[Items from a dataset]
>> Begin

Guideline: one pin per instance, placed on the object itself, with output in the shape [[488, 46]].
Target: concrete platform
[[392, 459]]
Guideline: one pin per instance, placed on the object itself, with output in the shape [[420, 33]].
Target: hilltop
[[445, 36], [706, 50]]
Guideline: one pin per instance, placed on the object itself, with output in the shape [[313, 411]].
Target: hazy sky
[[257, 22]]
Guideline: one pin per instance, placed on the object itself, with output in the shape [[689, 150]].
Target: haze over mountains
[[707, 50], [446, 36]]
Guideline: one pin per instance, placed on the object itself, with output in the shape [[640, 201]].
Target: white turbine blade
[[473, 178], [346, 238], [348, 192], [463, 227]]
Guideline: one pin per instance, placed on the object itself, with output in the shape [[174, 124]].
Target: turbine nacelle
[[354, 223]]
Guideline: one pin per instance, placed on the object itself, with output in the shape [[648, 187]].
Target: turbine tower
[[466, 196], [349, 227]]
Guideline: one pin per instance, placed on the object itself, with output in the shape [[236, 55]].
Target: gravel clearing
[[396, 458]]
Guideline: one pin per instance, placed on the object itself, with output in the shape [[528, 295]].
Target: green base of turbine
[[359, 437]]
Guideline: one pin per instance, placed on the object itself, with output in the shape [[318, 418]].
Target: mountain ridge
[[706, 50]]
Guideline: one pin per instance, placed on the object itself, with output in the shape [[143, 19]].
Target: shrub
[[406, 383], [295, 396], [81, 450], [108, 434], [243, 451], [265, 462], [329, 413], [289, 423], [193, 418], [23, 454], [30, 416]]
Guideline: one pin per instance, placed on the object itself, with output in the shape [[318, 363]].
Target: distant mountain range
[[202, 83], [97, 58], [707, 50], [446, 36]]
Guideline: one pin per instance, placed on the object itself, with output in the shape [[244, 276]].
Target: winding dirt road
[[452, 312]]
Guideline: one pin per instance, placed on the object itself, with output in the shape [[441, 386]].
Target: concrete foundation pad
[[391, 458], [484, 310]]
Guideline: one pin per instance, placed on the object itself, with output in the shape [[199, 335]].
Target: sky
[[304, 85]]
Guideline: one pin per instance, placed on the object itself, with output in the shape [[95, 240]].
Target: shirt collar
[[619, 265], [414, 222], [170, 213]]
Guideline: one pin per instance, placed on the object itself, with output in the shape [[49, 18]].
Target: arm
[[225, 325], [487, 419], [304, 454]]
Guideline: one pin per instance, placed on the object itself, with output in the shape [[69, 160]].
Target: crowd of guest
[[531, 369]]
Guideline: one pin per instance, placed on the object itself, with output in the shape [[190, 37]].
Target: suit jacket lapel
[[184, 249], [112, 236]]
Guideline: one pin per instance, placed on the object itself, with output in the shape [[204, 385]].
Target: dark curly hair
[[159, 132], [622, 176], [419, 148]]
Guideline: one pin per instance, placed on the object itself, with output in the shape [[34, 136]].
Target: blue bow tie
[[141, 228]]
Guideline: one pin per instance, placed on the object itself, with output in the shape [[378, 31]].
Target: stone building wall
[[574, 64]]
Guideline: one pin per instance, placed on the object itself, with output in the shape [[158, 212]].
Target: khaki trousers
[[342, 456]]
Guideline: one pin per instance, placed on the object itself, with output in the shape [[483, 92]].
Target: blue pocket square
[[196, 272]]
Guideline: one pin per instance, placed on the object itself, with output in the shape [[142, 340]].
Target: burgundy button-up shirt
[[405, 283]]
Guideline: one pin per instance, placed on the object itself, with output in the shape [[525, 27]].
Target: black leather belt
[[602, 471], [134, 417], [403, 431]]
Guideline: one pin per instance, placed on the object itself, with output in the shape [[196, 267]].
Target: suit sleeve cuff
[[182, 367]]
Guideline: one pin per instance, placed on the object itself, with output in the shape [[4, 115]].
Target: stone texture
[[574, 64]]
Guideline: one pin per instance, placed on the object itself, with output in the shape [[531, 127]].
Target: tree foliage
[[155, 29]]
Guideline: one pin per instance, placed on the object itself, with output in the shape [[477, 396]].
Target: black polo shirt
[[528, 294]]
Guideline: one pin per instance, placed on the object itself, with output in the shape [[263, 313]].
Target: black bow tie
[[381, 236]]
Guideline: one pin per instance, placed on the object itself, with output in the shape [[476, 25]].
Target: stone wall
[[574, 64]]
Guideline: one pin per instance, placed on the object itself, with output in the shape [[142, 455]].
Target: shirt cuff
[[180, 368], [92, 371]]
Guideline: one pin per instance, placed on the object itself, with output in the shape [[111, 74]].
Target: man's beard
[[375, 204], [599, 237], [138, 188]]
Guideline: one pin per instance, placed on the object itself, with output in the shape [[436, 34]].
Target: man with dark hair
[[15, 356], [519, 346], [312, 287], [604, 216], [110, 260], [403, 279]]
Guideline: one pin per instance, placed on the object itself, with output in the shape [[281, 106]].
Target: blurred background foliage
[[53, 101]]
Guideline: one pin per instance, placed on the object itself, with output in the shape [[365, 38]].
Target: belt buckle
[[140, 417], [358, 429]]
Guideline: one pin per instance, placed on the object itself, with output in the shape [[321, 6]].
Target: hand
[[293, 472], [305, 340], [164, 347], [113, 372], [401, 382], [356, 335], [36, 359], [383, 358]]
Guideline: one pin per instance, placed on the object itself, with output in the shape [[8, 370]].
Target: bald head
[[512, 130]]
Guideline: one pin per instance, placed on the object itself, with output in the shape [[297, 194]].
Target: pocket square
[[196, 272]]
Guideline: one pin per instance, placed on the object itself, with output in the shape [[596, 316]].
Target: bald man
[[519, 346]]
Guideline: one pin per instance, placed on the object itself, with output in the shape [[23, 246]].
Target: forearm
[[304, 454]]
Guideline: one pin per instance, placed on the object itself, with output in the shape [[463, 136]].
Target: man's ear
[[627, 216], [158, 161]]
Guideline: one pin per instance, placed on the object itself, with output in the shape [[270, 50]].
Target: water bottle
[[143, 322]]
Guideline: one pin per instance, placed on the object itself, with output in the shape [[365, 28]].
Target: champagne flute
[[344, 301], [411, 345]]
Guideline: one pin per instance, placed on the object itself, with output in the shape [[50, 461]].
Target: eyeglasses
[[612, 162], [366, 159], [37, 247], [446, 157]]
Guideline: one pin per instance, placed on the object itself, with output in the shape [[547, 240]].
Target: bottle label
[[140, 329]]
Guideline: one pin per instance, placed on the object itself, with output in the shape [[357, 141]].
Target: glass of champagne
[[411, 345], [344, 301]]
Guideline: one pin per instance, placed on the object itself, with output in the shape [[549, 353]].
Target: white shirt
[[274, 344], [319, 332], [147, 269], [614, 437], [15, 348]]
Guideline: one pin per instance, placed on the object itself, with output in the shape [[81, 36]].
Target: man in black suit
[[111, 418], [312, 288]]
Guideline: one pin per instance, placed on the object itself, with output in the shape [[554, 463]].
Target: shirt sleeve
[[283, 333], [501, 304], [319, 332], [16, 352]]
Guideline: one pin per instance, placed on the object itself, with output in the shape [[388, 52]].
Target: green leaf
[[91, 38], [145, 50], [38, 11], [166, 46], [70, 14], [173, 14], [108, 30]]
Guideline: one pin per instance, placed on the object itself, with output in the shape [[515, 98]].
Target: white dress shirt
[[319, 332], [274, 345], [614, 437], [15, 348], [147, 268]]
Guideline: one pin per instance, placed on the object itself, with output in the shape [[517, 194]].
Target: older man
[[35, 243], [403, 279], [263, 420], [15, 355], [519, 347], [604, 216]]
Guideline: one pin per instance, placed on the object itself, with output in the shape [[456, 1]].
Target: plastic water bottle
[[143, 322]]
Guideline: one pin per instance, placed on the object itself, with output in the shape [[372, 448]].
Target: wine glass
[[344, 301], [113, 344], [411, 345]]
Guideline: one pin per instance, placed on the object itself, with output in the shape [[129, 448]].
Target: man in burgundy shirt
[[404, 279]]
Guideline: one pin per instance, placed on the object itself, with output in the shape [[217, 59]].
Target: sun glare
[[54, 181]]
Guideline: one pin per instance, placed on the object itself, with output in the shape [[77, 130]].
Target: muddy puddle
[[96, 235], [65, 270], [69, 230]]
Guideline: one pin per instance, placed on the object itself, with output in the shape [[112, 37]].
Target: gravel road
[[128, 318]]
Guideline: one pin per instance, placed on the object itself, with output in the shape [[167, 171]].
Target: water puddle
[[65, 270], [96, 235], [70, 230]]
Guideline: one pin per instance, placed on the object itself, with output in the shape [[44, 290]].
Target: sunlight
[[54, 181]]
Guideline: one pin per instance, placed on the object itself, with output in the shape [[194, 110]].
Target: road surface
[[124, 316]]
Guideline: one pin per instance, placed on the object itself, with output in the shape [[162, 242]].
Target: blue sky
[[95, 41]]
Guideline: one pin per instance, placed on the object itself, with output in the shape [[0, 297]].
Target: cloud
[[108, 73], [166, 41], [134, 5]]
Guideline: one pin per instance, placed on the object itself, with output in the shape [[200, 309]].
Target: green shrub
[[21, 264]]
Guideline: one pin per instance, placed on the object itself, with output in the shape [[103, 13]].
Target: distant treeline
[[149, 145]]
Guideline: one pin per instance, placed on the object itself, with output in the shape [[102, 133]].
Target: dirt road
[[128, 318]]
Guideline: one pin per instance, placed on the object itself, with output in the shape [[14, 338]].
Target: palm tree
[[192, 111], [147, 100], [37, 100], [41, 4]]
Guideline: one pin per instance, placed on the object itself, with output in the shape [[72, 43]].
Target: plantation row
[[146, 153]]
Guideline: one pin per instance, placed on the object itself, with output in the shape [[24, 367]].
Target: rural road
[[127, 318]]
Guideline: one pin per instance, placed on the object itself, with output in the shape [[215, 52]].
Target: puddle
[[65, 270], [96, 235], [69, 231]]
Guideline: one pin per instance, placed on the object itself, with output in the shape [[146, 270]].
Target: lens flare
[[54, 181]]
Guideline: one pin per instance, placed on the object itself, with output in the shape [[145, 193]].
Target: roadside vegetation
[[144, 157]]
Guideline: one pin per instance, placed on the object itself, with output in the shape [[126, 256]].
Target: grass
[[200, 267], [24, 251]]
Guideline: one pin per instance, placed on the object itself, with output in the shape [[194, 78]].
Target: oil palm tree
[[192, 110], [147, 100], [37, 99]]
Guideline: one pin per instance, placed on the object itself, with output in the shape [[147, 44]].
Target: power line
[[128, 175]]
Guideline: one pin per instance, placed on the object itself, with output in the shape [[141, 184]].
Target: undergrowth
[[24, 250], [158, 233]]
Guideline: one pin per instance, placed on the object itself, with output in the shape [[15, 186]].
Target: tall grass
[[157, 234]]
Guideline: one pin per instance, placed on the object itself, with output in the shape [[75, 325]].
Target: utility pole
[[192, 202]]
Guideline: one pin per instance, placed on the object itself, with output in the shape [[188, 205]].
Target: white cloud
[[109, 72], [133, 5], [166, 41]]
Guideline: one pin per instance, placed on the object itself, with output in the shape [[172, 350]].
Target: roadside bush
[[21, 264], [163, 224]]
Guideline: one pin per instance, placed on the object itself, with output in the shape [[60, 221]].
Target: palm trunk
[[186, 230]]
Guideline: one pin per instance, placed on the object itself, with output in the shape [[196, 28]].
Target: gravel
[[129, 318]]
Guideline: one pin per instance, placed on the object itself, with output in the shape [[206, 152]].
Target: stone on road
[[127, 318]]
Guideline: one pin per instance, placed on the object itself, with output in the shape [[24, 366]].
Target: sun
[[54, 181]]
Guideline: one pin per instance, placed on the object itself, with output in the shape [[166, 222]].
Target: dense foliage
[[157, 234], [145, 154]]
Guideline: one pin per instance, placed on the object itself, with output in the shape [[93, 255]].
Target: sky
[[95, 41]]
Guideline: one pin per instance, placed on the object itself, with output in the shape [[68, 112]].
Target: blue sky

>> End

Update the lines from the start of the records through the line containing "[[707, 50], [446, 36]]", inclusive, so that "Target" becomes "Label" and nothing else changes. Give back only those lines.

## WORKED ANSWER:
Guideline: one pin per instance, placed on the object itself, with output in the shape [[488, 46]].
Label: concrete platform
[[392, 459]]
Guideline: one pin per instance, placed on the object itself, with output in the shape [[420, 33]].
Label: hilltop
[[445, 36], [706, 50]]
Guideline: one pin per instance, placed on the object itself, with output in the shape [[313, 411]].
Label: hazy sky
[[257, 22]]
Guideline: one pin per instance, placed on the object itself, with output in the shape [[689, 150]].
Label: haze over mountains
[[707, 50], [446, 36]]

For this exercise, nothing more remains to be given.